#### Work instruction
Every entry must appear in the answer exactly as written.

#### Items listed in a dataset
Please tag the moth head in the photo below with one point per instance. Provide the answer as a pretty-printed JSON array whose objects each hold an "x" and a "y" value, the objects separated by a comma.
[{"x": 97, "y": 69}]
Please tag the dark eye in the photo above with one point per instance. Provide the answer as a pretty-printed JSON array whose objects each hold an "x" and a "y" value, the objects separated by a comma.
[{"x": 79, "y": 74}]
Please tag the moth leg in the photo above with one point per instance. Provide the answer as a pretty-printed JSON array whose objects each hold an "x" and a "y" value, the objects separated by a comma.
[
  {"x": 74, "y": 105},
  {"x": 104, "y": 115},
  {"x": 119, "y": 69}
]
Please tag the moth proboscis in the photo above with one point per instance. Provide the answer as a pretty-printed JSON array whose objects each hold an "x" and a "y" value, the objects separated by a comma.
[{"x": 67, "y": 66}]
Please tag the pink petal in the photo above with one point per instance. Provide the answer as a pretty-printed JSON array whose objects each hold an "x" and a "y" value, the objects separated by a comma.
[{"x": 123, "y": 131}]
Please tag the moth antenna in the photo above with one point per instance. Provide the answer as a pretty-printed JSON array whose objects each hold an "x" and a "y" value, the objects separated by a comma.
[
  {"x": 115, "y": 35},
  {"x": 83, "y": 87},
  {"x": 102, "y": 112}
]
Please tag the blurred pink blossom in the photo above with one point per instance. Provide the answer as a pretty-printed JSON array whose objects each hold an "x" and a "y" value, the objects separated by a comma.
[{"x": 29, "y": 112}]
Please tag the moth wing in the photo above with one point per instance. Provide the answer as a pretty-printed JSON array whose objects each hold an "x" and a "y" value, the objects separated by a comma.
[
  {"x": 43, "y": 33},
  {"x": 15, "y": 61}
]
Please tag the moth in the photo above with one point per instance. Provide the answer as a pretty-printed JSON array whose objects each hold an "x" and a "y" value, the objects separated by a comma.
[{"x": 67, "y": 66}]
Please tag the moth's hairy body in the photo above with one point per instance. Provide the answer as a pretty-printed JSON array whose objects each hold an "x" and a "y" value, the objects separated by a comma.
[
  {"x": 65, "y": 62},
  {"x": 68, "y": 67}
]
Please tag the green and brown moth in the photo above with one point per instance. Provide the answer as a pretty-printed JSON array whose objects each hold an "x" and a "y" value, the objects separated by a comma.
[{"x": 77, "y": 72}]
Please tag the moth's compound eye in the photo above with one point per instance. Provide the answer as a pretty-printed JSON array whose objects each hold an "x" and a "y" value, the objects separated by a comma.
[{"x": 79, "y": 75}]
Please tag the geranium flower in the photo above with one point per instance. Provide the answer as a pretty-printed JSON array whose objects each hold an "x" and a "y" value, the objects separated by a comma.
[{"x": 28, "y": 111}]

#### Reply to the exercise
Please tag the moth head in the photo below with one point per instance. Provide the answer as a pretty-printed JSON array whose objects each hold an "x" and a "y" value, the objects separated by a comma.
[{"x": 97, "y": 69}]
Please tag the dark eye in the photo above with one point per instance. Provide the answer as a pretty-printed JSON array whose objects each hold an "x" and a "y" value, the objects separated by a comma.
[{"x": 79, "y": 74}]
Please tag the moth leg in the photo above with one point per instance. Provide the answer as a pretty-printed JSON array whose objects each hold an "x" and a "y" value, the objects separated by a comma.
[
  {"x": 74, "y": 105},
  {"x": 104, "y": 115},
  {"x": 119, "y": 69}
]
Please tag the moth proboscis in the photo above with one point per instance. Provide the answer as a pretty-printed JSON array whose objects each hold an "x" and a "y" value, the objects separated by a comma.
[{"x": 67, "y": 66}]
Please tag the pink petal in the photo above with one point per instance. Provide the answer as a pretty-printed JSON array whose objects each hold an "x" and a "y" value, the objects separated by a comma.
[{"x": 123, "y": 131}]
Please tag the moth antenna in the photo above with one point per instance. Provide the answer as a pretty-printed JSON array whose objects each hold an "x" and a "y" value, the objects separated by a comma.
[
  {"x": 115, "y": 35},
  {"x": 83, "y": 87},
  {"x": 102, "y": 112}
]
Please tag the blurred pink blossom in the photo above with one point per instance. Provide the answer as a pretty-printed JSON array whose objects each hold an "x" and a "y" value, the objects separated by a comma.
[{"x": 29, "y": 112}]
Please tag the moth wing in the photo above with one point per instance. Provide the answer as a pretty-printed JSON array whose objects each hold an "x" and a "y" value, the objects separated by a comma.
[
  {"x": 43, "y": 33},
  {"x": 15, "y": 61}
]
Please tag the moth in the photo above with one point per instance. Provide the answer as a pretty-printed JSON array whose objects each hold an "x" and a "y" value, the objects separated by a comma.
[{"x": 67, "y": 66}]
Please tag the moth's hairy body in the photo above with one point per instance. Provide the answer as a pretty-printed JSON array whose objects each hold an "x" and a "y" value, the objects separated by a comma.
[
  {"x": 65, "y": 62},
  {"x": 68, "y": 67}
]
Please tag the green and brown moth in the photo above with one point per instance. Provide the answer as a pretty-printed JSON array whose objects each hold an "x" and a "y" value, the objects separated by a comma.
[{"x": 77, "y": 72}]
Please tag the moth's compound eye in the photo above with one point per instance. Provide the answer as a pretty-printed JSON array whose objects each hold an "x" and a "y" value, the objects separated by a comma.
[{"x": 79, "y": 75}]
Please tag the geranium flower in the photo above with one point per instance. Provide the answer as a pretty-printed JSON array whose objects each hold an "x" and a "y" value, the objects separated by a comma.
[{"x": 28, "y": 111}]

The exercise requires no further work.